■ **Problem description**: Take the line containing "find sea | one" and all lines after it to the end of the records, and output them exactly.

::::

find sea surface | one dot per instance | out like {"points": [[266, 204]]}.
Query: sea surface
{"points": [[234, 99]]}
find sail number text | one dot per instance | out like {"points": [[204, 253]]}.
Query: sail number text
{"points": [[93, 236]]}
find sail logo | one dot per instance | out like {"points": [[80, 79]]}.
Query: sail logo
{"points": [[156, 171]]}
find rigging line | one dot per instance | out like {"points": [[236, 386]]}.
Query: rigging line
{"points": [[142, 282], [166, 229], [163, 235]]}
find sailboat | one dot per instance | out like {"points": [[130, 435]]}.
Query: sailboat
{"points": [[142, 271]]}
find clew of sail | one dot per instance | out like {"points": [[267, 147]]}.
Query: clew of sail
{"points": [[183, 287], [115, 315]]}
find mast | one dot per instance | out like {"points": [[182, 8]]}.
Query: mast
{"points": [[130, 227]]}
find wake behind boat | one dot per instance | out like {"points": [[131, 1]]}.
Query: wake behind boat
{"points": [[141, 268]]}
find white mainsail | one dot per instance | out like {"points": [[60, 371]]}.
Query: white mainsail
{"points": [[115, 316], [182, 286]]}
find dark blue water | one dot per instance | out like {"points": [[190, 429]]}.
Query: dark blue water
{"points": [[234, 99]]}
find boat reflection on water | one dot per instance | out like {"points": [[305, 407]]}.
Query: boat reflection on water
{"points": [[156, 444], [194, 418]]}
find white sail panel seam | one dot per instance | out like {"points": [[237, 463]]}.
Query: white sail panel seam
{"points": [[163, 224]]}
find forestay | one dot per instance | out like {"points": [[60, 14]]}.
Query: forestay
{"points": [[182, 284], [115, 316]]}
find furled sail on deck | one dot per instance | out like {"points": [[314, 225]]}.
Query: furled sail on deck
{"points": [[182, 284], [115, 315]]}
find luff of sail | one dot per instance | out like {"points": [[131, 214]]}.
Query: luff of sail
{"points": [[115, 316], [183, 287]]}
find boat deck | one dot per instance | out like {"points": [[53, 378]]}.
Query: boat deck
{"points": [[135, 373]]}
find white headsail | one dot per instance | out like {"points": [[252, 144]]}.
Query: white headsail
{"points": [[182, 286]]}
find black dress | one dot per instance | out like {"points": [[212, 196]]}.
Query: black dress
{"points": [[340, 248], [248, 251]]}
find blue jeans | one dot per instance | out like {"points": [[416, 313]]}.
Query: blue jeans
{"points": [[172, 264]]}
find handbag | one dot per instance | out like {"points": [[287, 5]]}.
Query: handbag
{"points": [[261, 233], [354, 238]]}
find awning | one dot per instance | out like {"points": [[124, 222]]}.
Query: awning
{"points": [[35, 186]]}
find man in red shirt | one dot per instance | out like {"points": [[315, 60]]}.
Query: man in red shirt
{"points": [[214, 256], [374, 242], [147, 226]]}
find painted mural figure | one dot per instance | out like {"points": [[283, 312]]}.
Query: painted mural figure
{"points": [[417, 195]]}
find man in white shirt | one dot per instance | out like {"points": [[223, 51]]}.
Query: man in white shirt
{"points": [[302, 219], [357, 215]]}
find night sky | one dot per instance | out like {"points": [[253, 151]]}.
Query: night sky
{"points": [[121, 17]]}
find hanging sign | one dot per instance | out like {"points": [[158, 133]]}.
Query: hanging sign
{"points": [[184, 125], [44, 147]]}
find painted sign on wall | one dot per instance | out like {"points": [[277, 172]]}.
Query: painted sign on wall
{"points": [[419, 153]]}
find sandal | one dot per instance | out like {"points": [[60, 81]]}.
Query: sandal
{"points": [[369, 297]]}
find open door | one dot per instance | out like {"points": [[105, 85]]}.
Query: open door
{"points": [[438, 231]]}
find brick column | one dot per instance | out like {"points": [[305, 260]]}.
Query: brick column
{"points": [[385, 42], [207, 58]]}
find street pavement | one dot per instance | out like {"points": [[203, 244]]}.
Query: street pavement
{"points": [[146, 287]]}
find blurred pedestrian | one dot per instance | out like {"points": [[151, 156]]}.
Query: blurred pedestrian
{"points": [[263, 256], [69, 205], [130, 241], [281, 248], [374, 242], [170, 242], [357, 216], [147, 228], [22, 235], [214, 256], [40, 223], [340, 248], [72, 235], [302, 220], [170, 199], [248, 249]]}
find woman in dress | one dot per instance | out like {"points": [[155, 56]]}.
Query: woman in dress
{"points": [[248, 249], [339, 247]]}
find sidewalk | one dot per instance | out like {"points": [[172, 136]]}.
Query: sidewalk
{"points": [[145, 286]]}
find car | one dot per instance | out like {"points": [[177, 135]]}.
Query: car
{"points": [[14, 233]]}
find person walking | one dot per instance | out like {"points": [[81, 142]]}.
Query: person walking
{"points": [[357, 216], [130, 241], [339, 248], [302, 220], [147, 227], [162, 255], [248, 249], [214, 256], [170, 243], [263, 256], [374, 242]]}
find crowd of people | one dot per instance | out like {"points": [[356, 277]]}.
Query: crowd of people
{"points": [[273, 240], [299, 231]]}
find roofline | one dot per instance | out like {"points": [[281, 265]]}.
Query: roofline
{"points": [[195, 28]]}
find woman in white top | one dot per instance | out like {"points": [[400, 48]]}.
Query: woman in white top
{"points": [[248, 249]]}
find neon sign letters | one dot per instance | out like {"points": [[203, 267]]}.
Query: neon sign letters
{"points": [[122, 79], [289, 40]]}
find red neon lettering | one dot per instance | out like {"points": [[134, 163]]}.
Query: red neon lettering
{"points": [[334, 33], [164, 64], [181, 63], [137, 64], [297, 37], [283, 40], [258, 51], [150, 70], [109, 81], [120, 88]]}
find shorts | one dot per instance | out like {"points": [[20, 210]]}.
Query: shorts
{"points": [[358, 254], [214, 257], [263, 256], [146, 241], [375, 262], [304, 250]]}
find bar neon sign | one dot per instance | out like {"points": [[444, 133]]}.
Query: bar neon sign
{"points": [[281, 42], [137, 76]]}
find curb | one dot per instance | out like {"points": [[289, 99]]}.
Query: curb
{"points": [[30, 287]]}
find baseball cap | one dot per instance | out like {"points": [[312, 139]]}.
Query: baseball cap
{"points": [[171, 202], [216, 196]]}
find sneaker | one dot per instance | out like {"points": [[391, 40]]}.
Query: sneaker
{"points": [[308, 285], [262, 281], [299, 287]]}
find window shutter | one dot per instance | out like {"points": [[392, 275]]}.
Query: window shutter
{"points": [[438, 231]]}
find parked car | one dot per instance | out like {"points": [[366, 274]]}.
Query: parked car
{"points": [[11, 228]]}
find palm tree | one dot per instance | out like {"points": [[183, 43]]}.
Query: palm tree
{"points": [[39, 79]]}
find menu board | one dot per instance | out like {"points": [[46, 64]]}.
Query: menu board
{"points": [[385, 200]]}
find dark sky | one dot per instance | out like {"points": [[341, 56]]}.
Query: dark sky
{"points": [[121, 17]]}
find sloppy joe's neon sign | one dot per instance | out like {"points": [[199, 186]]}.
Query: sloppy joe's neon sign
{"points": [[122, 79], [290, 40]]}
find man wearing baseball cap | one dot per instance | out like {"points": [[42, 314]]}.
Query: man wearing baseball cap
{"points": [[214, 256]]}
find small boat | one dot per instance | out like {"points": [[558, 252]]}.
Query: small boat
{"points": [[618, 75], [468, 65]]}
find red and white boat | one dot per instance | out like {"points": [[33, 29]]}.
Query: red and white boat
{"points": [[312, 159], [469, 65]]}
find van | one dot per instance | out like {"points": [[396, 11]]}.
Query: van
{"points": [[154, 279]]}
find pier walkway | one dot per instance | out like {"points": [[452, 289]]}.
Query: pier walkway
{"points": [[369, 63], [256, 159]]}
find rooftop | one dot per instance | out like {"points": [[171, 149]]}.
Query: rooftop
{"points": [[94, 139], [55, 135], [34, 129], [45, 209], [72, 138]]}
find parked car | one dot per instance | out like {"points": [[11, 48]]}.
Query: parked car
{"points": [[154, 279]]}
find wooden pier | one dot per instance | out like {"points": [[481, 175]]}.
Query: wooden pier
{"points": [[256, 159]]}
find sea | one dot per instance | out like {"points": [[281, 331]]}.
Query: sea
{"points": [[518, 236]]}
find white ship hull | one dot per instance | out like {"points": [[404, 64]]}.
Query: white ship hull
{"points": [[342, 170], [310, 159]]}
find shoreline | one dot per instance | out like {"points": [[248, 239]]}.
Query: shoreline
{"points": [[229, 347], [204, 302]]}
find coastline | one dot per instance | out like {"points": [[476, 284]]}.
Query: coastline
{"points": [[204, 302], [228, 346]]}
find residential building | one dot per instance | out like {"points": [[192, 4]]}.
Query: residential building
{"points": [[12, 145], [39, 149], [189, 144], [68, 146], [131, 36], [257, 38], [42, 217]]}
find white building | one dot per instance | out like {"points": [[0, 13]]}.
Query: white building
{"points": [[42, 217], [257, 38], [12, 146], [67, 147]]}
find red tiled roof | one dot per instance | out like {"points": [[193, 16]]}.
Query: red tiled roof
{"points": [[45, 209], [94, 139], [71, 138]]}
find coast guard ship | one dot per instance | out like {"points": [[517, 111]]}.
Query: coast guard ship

::::

■ **Expected output**:
find sea | one dot per instance | out like {"points": [[281, 331]]}.
Query: sea
{"points": [[518, 236]]}
find white ship hull | one dot per instance | out like {"points": [[404, 64]]}.
Query: white ship hull
{"points": [[342, 170], [310, 159]]}
find shoreline | one dot per instance | out like {"points": [[248, 239]]}.
Query: shoreline
{"points": [[229, 347], [204, 302]]}
find coastline | one dot per instance | out like {"points": [[476, 284]]}.
Query: coastline
{"points": [[204, 302], [228, 346]]}
find residential building | one dot per instance | out like {"points": [[192, 4]]}.
Query: residential building
{"points": [[12, 145], [39, 149], [189, 144], [68, 146], [131, 36], [257, 38], [42, 217]]}
find white building | one dot per instance | out like {"points": [[0, 13]]}.
Query: white building
{"points": [[42, 217], [257, 38], [12, 146], [67, 147]]}
find red tiled roof | one dot per instance | out like {"points": [[193, 16]]}.
Query: red tiled roof
{"points": [[45, 209], [94, 139], [71, 138]]}
find coast guard ship | one dot per instance | out like {"points": [[517, 111]]}.
Query: coast guard ship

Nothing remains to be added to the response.